RECORDED INFORMATION:
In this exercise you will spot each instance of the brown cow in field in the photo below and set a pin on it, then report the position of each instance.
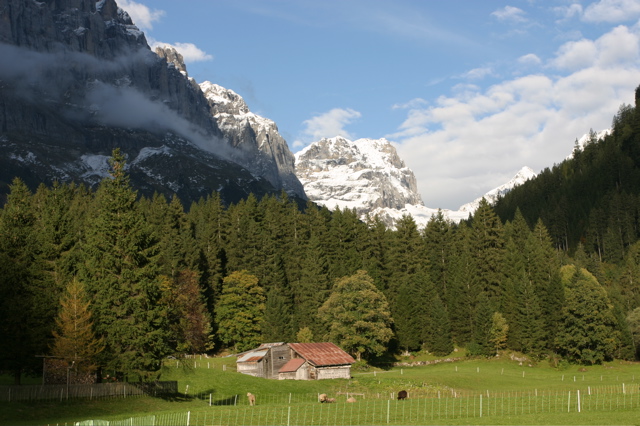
(252, 399)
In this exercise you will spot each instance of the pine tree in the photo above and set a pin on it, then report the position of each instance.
(439, 341)
(438, 238)
(488, 246)
(357, 316)
(189, 319)
(74, 340)
(121, 275)
(482, 343)
(461, 295)
(18, 344)
(586, 333)
(411, 319)
(240, 311)
(499, 331)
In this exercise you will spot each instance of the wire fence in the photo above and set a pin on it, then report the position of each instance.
(410, 411)
(91, 391)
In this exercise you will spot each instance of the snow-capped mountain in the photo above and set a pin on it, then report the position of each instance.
(255, 135)
(587, 138)
(82, 80)
(492, 196)
(368, 175)
(364, 174)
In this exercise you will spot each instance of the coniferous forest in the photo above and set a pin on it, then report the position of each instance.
(108, 280)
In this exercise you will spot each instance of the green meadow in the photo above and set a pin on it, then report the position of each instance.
(497, 391)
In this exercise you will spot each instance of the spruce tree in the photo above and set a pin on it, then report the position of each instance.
(18, 249)
(357, 316)
(439, 341)
(120, 272)
(74, 339)
(488, 247)
(461, 295)
(586, 333)
(240, 311)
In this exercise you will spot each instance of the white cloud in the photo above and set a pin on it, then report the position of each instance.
(575, 55)
(189, 51)
(612, 11)
(413, 103)
(568, 12)
(529, 59)
(462, 145)
(327, 125)
(478, 73)
(141, 15)
(510, 14)
(617, 47)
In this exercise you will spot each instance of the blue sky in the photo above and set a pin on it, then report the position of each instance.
(469, 91)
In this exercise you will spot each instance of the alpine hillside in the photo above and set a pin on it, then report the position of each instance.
(79, 79)
(369, 176)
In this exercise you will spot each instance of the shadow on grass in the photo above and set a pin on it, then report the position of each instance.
(217, 400)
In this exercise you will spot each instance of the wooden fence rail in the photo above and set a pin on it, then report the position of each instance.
(92, 391)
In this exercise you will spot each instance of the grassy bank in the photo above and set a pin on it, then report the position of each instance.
(211, 390)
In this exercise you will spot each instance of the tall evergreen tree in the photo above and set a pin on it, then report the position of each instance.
(74, 340)
(437, 236)
(461, 294)
(240, 311)
(439, 342)
(18, 312)
(357, 316)
(121, 275)
(488, 246)
(586, 332)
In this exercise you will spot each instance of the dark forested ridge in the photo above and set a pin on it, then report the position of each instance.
(556, 278)
(592, 198)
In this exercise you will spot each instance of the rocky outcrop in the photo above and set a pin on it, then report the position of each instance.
(364, 174)
(256, 136)
(77, 79)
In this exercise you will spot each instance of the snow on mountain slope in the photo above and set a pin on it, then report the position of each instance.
(254, 134)
(369, 176)
(364, 174)
(492, 196)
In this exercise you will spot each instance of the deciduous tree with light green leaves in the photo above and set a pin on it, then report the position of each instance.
(240, 311)
(357, 316)
(74, 340)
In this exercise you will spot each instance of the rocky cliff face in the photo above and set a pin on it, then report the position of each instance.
(369, 176)
(256, 136)
(77, 79)
(364, 174)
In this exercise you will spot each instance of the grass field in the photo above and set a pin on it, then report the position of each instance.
(445, 393)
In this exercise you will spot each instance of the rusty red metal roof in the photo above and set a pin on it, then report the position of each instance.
(292, 365)
(322, 354)
(253, 356)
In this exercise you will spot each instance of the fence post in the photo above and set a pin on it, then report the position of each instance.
(579, 401)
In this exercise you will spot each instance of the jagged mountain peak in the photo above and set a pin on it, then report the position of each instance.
(364, 174)
(83, 81)
(523, 175)
(255, 135)
(368, 175)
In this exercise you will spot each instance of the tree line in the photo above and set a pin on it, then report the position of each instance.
(144, 278)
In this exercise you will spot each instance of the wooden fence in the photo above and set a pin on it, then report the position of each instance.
(92, 391)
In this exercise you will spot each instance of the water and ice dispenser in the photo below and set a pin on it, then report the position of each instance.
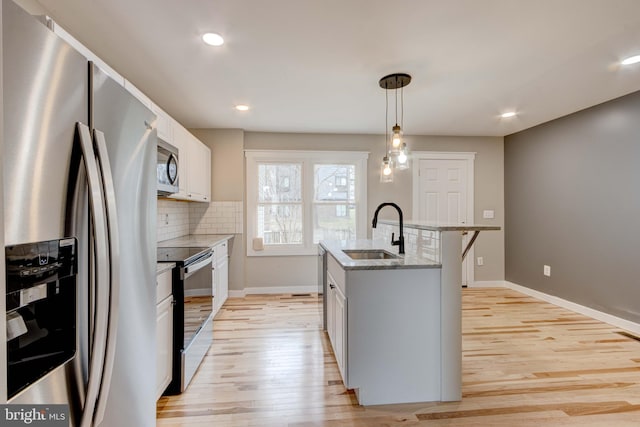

STATED GOAL:
Copy out every one of the lines above word for word, leaving the pictures out of your answer.

WRITTEN ANSWER:
In this exercise you will spot each instance of the brown cow in field in the photo below and set a pin on it, then report the position of each instance.
(252, 399)
In this exercise you will spot each instance of the pine tree in the photo above and set a pin on it, then report the position of each instance.
(439, 341)
(438, 238)
(488, 246)
(357, 316)
(189, 319)
(74, 340)
(121, 275)
(482, 343)
(461, 295)
(18, 344)
(586, 333)
(411, 319)
(240, 311)
(499, 331)
In this exercise you will spot each instance of the wire fence in the photo above and set a pin on it, then report the position of each instance.
(410, 411)
(91, 391)
In this exercise you will spot each instance of the snow-capped mountain in the photo above and set a pin on it, then report the position of each instance.
(255, 135)
(587, 138)
(82, 80)
(492, 196)
(368, 175)
(364, 174)
In this exercise you will spot each instance of the coniferous forest in the photo above and set a pin on it, then report the position of each instance.
(108, 280)
In this exercise you will spot each instance of the green meadow in the photo above and set a pin on it, then report the position of each instance.
(497, 391)
In this exercise you will spot each instance of the spruce tree in the photo above and set a pin on it, then report the position of each instance.
(18, 249)
(357, 316)
(439, 341)
(120, 272)
(74, 339)
(488, 247)
(461, 295)
(586, 333)
(240, 311)
In this exercise you will spot each instance of the white cloud in the photo above and set a pin on it, then report the position of each instance.
(575, 55)
(189, 51)
(612, 11)
(413, 103)
(568, 12)
(529, 59)
(462, 145)
(327, 125)
(478, 73)
(141, 15)
(510, 14)
(617, 47)
In this exercise you will spot each instance of the blue sky in the photo above and set a pin on it, then report the position of each instance.
(469, 91)
In this exercise you will spot each instance of the alpine hillside in the photo above and set a pin on it, then report the position of each instance.
(79, 79)
(369, 176)
In this exercise you will spot each instance of the shadow on grass in the photo above and set a pin on it, then report the position of each instance.
(217, 400)
In this exercise you will spot each instance of the wooden fence rail in the photo above and set a pin on it, then report the position of each instance.
(92, 391)
In this exercise you will spot each instance of the grassy bank in the photo above and set a pin on it, then report the position of each instance.
(211, 390)
In this exercise you will spot each instance of the tall evergreen tree in the photo above and set a pin on it, then report the position of each instance.
(74, 340)
(437, 236)
(461, 294)
(240, 311)
(439, 342)
(18, 312)
(357, 316)
(121, 275)
(488, 246)
(586, 332)
In this exercise you will spot each instance of the dark forested ridge in the photo above and set a pin on it, then report the position of each instance.
(556, 278)
(592, 198)
In this exercise you will spot each instance of the rocky outcrop in the photo above and set a pin on it, then report the position of each instance.
(364, 174)
(256, 136)
(77, 79)
In this exercise you will spot each instance of the snow on mountain slope in the photo above and set a pin on it, then report the position of each instance.
(254, 134)
(369, 176)
(364, 174)
(492, 196)
In this exercise you will spot each instance of the deciduous tree with light green leaves in the photo above and set a pin on it, then report the position of each instance.
(240, 311)
(357, 316)
(74, 340)
In this exercise you will spot each instance of the rocky cliff face in the photo above and set a pin on it, then report the position of each instance.
(369, 176)
(256, 136)
(77, 79)
(364, 174)
In this exercise you will spot each instance of the grass field in the photo above and set a pin on it, then report the position of each instance.
(445, 393)
In this exercise you will spot each instance of the rusty red metal roof in the photo above and set a pin on it, then report the position of each instance.
(292, 365)
(322, 354)
(253, 356)
In this exercise you will spot each instance of the fence post in the photo above and set a pin on it, then report the position of each instance.
(579, 401)
In this exercise you will spot each instance of the jagged mountain peak in the photo above and set a pin on it, then report the position of each instance.
(364, 174)
(83, 81)
(523, 175)
(255, 135)
(368, 175)
In this exercise you will spot each instance of the tree line in the photo above and set a pin on it, then report the position of each instance.
(144, 278)
In this exercise you will spot each instance of the wooden fence in the photo above and set a pin on it, then report the position of each instance.
(92, 391)
In this exercise you will spot each instance of the water and ice dispenser in the photo below and set a pin on it, then report the position of each instance.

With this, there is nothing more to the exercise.